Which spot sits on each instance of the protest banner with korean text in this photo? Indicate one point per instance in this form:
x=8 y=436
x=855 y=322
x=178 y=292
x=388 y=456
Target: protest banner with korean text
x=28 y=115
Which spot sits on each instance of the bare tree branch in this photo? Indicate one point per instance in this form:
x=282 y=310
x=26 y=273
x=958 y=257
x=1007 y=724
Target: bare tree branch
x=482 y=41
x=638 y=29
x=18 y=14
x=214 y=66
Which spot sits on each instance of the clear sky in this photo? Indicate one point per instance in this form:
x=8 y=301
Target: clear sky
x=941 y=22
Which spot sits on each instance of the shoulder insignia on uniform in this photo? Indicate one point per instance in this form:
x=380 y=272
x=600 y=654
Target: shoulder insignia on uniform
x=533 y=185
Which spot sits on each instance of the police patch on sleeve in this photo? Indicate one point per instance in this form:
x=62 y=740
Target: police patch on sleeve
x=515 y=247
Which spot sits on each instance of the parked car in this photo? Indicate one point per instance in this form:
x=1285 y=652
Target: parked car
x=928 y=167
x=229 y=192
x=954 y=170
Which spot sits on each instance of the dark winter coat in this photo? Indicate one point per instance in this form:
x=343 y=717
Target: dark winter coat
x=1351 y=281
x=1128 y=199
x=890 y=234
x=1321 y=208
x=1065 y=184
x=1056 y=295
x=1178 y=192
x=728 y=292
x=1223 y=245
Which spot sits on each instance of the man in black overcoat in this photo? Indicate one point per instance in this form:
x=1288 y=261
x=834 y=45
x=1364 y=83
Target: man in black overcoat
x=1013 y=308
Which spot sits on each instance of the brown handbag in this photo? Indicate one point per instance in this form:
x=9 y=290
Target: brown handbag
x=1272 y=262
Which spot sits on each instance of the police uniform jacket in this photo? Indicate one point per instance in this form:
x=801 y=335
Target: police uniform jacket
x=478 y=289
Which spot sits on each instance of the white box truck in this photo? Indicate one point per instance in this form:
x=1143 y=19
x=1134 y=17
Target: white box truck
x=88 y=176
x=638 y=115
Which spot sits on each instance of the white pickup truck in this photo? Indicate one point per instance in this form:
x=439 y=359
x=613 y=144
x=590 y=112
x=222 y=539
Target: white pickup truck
___
**Exercise description:** Please copy each line of the material that has the string "pickup" somewhere in it.

**Response to the task:**
Which spot sits on each instance of the white pickup truck in this photo? Indicate one point per instance in this form:
Target: white pickup truck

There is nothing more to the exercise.